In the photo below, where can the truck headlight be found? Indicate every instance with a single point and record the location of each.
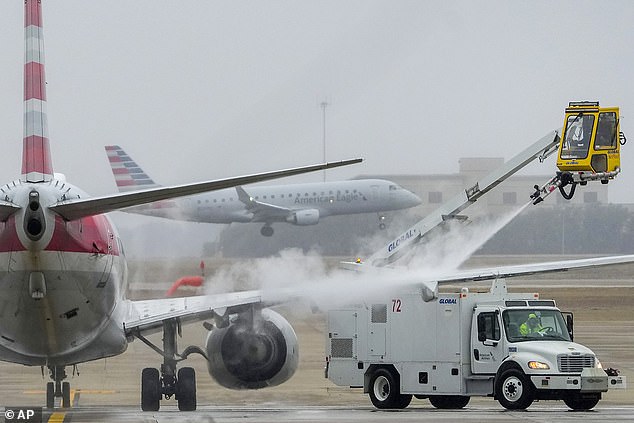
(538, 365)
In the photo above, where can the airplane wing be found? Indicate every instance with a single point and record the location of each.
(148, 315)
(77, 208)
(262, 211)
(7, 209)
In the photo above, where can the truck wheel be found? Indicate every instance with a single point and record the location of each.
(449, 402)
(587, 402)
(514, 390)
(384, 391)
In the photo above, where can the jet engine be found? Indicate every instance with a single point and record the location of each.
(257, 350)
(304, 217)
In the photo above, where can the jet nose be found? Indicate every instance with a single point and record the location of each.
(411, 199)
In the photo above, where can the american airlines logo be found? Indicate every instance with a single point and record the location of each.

☆ ☆ ☆

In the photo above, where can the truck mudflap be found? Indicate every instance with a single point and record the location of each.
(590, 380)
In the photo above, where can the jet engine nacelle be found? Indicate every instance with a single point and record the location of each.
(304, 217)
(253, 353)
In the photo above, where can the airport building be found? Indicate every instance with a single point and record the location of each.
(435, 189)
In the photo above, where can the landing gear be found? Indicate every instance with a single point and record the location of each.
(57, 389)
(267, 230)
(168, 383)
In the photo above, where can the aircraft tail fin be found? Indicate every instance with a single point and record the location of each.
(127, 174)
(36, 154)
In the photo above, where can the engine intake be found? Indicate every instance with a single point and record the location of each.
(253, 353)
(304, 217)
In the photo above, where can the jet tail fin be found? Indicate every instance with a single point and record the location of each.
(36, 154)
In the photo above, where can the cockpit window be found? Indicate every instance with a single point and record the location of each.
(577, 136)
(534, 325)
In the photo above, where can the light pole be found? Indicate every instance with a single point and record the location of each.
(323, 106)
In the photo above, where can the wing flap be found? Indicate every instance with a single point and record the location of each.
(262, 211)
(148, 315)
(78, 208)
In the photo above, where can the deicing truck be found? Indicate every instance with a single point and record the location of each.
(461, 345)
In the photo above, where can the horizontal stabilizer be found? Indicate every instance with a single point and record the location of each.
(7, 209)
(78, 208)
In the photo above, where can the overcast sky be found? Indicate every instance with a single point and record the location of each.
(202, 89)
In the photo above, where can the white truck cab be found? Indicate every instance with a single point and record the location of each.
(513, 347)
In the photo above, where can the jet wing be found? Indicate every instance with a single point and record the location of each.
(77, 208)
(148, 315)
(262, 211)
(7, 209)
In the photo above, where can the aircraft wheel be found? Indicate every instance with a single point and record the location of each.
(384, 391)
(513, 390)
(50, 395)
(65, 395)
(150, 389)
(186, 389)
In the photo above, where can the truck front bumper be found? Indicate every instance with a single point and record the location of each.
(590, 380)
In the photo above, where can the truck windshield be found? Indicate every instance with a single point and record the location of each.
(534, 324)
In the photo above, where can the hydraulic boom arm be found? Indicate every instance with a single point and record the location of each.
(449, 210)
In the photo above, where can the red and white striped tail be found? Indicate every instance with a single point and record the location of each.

☆ ☆ ☆

▶ _What needs to be done_:
Convert the lines above, from the one containing "In the photo below, where" through the one containing "In the photo above, where can the american", into a JSON list of strings with one string per line. Skip blank lines and leave out the picture.

▶ _Task solution_:
[
  "In the photo below, where can the truck headlight be found? Indicate every instance with a single point and record the location of each.",
  "(538, 365)",
  "In the photo above, where can the airplane wing be found? Indicate every instance with a single point and record the location of each.",
  "(148, 315)",
  "(77, 208)",
  "(262, 211)",
  "(7, 209)",
  "In the photo above, where can the truck wheel be found? Indicate every instance with a single point and record the location of each.",
  "(449, 402)",
  "(587, 402)",
  "(514, 390)",
  "(384, 391)",
  "In the photo above, where can the jet engine be found? Indicate every instance with a single point and record the location of each.",
  "(257, 350)",
  "(304, 217)",
  "In the photo above, where can the jet nose be found? Indicate every instance with a single point and record the location of each.",
  "(411, 199)",
  "In the photo above, where can the american airlines logo be found? Indicate every instance with a single point and record the location of each."
]